-- START --

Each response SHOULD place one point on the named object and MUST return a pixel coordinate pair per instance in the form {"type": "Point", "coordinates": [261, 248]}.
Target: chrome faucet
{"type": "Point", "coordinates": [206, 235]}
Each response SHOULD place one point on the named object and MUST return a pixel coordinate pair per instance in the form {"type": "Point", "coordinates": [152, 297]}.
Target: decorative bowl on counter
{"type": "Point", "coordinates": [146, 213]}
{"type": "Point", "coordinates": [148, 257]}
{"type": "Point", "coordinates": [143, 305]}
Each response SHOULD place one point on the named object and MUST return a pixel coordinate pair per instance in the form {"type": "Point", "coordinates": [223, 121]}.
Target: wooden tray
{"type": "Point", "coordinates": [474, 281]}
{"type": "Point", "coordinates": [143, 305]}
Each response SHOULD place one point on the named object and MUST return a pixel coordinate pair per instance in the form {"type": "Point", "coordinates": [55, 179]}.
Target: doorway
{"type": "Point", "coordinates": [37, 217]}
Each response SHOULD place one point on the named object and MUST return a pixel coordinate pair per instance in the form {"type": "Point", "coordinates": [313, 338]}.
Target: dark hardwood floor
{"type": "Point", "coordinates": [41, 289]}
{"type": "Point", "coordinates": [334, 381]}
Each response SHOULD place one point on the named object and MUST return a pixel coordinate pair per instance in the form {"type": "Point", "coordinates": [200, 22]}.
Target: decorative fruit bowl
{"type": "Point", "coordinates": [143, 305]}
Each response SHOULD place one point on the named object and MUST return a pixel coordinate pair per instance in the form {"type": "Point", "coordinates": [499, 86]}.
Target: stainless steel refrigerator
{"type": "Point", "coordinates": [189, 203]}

-- END --
-- START --

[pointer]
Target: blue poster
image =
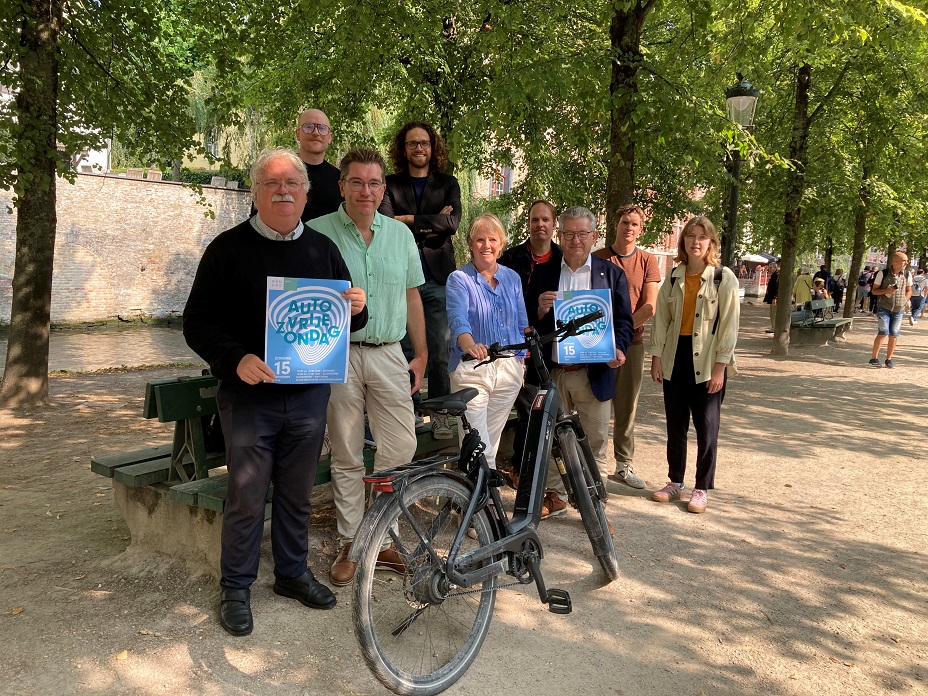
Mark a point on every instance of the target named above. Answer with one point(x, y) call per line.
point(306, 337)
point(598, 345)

-- END --

* _DIRECTIONS_: Please locate every line in the entries above that contains the word "bowl" and copy each one in full. Case counts.

* _EXERCISE OUTPUT_:
Target: decorative bowl on counter
Target: decorative fruit bowl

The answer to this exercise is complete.